**TASK TO COMPLETE:**
Everything from the line containing "Task: spot one point per instance of the mountain ridge." to the last line of the records must be returned verbatim; nothing else belongs in the output.

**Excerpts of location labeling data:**
--------

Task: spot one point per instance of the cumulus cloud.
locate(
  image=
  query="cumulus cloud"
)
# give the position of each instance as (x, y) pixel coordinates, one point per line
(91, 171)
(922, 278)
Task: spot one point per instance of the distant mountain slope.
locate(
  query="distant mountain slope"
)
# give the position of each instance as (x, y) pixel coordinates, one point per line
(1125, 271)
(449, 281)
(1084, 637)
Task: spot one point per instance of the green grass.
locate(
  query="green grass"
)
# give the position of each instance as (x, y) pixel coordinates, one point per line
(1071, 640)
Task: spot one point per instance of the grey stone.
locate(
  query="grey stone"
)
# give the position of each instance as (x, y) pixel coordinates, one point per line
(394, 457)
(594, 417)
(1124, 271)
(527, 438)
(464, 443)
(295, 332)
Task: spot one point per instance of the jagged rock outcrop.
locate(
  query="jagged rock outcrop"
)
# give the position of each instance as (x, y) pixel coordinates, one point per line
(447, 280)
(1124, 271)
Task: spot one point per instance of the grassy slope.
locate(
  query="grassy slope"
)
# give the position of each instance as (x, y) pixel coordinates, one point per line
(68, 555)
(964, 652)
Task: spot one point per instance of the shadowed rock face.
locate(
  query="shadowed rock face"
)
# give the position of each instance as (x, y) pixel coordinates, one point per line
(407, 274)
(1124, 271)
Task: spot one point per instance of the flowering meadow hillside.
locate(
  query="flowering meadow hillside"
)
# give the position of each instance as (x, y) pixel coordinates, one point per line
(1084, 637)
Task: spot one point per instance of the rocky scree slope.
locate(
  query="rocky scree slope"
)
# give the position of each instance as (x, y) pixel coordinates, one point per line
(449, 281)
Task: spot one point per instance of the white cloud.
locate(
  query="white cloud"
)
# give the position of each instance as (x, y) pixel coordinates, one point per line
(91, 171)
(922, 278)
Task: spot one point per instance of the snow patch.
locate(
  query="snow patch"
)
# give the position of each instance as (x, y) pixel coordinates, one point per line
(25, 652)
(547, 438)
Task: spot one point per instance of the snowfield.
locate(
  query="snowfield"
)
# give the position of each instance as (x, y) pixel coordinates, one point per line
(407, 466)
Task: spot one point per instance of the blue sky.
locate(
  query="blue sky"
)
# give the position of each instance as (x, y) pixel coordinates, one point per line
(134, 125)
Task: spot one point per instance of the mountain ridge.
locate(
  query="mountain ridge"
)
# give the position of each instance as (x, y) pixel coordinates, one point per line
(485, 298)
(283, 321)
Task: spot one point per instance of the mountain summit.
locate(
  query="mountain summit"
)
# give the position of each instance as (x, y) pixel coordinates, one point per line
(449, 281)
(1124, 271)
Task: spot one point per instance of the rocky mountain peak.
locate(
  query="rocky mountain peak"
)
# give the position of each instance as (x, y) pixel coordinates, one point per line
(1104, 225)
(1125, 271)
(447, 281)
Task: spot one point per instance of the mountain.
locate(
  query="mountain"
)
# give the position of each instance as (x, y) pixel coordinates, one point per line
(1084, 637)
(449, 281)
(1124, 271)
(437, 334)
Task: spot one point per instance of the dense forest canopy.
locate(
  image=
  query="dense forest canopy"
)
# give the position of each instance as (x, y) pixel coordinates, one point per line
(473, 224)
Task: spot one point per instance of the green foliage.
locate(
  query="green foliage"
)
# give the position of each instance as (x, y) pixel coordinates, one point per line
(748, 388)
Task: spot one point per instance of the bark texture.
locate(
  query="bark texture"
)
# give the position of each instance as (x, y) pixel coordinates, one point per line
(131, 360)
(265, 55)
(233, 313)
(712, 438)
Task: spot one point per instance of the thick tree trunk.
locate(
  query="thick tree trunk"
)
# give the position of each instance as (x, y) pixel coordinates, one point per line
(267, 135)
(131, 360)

--------

**OUTPUT OF THE EXERCISE:**
Task: spot one point per instance of the mountain ridge.
locate(
  query="mountain ridge"
)
# give the position of each instance as (x, y) pixel coordinates, one point per line
(485, 298)
(283, 321)
Task: spot one point per instance of the mountain summit.
locate(
  query="mountain summit"
)
# give the position of each instance as (x, y) pixel coordinates, one point per line
(449, 281)
(1124, 271)
Task: spot one point per instance of the rocky mountain peak.
locate(
  query="rocky mountain peak"
)
# give the position of each instance as (x, y) pixel coordinates, one point per line
(1104, 225)
(1125, 271)
(447, 281)
Task: spot one point per instance of the mountain.
locate(
  query="mountain"
)
# give the position of each instance as (x, y) pixel coordinates, one point per line
(1084, 637)
(449, 281)
(1124, 271)
(437, 334)
Task: spot one point per instance of the dense forest canopy.
locate(
  image=
  query="dense forest canopy"
)
# give the position of each instance as (x, y) pixel coordinates, one point per line
(473, 224)
Task: spot one point per instance of the green foliage.
locate(
  query="green foliage"
)
# give the position of each instance as (x, y) pixel coordinates, one point per line
(748, 388)
Task: spot one point per instance of the bark texture.
locate(
  query="bark texture"
)
# give the position of each instance as (x, y) pixel coordinates, one point per line
(131, 360)
(265, 55)
(233, 313)
(712, 438)
Task: spot one point per instance of the thick tree trunk.
locate(
  query="thick tree trunk"
)
# give the position of each instance as (x, y) pixel coordinates, one point per line
(267, 135)
(131, 360)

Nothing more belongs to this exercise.